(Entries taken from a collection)
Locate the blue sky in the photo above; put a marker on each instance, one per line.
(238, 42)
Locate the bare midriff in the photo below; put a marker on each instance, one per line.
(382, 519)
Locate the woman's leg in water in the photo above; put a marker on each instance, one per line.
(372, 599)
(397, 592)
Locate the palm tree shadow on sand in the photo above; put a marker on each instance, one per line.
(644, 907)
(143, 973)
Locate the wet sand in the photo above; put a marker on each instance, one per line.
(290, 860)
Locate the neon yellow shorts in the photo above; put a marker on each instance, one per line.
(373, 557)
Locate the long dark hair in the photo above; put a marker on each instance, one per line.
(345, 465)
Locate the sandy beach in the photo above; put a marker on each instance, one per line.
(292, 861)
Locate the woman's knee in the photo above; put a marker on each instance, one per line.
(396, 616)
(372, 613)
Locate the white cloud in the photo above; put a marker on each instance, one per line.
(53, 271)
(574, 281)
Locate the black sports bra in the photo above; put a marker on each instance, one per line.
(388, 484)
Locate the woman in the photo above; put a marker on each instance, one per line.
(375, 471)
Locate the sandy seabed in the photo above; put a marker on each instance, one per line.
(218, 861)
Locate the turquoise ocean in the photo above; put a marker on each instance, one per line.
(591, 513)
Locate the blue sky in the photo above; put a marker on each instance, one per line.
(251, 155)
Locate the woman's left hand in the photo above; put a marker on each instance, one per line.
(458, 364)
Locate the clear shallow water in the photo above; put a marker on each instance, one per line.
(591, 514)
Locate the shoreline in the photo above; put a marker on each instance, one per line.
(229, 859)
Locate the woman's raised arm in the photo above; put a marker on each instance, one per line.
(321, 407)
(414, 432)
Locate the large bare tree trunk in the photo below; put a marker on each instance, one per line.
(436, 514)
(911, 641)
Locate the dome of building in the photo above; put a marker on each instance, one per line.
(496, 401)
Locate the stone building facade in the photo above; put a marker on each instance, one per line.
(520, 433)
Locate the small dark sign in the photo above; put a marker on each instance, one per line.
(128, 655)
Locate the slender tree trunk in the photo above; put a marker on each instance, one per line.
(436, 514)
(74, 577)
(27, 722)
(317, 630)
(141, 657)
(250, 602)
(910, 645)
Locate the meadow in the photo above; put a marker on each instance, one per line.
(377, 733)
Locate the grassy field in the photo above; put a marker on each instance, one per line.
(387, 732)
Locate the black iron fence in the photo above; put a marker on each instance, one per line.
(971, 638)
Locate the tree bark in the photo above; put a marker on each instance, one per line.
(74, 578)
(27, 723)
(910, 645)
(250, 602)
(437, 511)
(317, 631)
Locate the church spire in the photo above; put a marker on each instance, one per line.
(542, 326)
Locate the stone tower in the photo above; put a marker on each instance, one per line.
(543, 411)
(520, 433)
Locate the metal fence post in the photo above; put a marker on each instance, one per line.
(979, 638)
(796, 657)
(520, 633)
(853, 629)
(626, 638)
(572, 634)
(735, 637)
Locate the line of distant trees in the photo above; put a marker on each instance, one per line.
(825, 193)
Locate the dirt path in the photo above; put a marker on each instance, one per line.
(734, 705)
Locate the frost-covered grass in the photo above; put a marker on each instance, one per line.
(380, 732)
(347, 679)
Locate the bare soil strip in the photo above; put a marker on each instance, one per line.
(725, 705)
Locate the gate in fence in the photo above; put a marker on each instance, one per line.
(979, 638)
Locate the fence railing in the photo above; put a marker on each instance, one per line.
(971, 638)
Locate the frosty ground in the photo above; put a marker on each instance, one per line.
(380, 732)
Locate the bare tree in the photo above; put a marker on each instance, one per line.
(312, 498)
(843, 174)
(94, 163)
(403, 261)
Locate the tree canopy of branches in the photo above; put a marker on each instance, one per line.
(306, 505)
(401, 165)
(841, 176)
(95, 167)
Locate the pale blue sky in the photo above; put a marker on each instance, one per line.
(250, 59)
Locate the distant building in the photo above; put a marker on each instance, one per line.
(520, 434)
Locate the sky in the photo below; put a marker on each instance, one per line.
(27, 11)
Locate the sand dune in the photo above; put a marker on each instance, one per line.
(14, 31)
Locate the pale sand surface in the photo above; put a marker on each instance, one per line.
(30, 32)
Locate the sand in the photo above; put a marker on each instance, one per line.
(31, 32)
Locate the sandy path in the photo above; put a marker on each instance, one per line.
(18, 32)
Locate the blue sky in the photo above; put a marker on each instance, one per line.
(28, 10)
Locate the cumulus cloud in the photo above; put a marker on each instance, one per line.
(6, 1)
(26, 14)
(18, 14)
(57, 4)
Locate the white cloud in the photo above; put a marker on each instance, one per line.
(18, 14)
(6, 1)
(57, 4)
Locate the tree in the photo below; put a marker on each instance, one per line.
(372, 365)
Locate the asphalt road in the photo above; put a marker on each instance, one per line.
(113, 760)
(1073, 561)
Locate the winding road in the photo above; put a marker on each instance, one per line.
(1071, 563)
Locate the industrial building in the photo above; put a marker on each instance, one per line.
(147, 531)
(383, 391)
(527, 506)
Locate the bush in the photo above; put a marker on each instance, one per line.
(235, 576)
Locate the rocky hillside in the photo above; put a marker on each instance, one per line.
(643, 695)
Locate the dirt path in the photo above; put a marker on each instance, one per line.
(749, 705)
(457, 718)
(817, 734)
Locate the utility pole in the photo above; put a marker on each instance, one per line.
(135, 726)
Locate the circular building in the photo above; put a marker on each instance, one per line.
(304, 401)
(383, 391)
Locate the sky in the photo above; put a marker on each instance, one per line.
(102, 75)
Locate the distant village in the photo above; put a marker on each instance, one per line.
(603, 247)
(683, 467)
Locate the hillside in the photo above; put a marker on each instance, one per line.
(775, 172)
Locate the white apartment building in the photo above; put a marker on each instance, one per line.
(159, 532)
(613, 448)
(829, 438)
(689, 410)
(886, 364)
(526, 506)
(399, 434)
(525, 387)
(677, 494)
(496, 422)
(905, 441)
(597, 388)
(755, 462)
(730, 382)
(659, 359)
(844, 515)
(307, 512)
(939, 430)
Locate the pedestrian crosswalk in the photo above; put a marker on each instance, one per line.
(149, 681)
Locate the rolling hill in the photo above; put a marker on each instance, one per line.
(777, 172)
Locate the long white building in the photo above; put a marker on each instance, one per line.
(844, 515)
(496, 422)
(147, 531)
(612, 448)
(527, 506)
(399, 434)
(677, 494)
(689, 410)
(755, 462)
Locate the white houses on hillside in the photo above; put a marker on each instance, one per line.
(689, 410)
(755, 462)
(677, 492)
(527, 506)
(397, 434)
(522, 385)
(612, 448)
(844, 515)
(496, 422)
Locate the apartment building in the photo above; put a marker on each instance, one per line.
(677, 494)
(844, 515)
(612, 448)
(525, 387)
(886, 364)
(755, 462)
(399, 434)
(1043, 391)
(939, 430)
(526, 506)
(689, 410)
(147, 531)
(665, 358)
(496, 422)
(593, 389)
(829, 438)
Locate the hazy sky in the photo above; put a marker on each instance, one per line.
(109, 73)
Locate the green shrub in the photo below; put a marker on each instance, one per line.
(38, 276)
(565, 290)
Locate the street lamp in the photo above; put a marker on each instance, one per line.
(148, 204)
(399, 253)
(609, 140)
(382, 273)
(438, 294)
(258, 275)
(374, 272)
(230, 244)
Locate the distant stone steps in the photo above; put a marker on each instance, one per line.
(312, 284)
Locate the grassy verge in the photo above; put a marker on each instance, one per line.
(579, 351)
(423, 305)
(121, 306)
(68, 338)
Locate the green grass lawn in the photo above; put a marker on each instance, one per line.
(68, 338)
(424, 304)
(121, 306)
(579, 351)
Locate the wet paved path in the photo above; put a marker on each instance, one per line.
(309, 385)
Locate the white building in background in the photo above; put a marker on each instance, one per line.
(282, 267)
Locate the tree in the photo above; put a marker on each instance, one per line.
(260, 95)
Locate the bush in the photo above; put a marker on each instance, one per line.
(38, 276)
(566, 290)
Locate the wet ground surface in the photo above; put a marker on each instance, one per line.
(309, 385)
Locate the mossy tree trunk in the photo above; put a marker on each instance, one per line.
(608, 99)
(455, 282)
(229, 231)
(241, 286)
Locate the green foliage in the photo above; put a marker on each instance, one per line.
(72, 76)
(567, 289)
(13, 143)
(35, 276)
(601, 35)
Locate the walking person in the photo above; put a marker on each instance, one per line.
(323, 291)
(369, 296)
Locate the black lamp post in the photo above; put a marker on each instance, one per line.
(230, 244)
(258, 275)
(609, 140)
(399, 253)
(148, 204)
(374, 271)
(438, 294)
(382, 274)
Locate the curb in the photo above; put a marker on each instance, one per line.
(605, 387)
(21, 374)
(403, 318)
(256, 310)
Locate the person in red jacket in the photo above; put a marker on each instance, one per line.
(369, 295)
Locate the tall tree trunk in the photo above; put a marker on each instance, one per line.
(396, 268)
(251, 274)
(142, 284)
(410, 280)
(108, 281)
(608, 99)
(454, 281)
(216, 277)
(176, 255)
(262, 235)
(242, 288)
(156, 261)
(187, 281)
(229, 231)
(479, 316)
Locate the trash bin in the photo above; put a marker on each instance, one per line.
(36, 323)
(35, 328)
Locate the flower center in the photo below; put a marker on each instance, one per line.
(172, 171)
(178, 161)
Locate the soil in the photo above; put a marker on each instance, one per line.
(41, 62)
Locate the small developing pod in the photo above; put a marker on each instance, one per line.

▸ Exercise requirements: In the entries above, take the line containing "Locate the green grass" and each later line through the last, and repeat them exactly. Output nothing else.

▸ The answer:
Locate the green grass lawn in the photo above; put a marker on each instance, one per line.
(68, 338)
(424, 304)
(121, 306)
(579, 351)
Locate the wet paved path in the photo above; put a marker on each instance, one per line.
(309, 385)
Locate the white building in background in the photo above; put a marker on each instance, one per line.
(282, 267)
Locate the tree in the photo above; put a marker on each instance, one per line.
(260, 95)
Locate the bush in the photo above; put a marker on each instance, one per line.
(38, 276)
(566, 290)
Locate the wet ground surface in the photo above; put a marker on each instance, one per line.
(309, 385)
Locate the mossy tree trunk in the photo above; put a marker on each instance, one per line.
(608, 99)
(455, 282)
(229, 231)
(241, 286)
Locate the green foliage in the photo above; put a marker on each instance, one per line.
(72, 76)
(567, 289)
(13, 143)
(35, 276)
(601, 35)
Locate the walking person in the photo above; put a marker on each instance, one per line.
(323, 291)
(369, 296)
Locate the black lamp post in the photo above; put a marker on each instance, one per line.
(230, 244)
(258, 275)
(609, 140)
(399, 253)
(148, 204)
(374, 271)
(438, 294)
(382, 274)
Locate the curb in the photo above; put a marker on each instance, one per line.
(605, 387)
(21, 374)
(403, 318)
(256, 310)
Locate the person in red jacket in the photo above; put a marker on each instance, one per line.
(369, 295)
Locate the tall tree trunk in the photo above; put a marker on each instance, one per line.
(396, 268)
(251, 274)
(142, 284)
(410, 280)
(108, 281)
(608, 99)
(454, 281)
(216, 277)
(176, 255)
(262, 235)
(242, 288)
(156, 261)
(187, 281)
(229, 231)
(479, 316)
Locate the trash bin in the photo above; put a marker on each instance, one per line.
(36, 323)
(35, 328)
Locate the flower center in the photo below; put a marker on each instance, one per line.
(172, 171)
(178, 161)
Locate the soil in the photo above; put a marker on each instance, one per line.
(41, 62)
Locate the small developing pod in the photo above; put a marker on each instance, one per line.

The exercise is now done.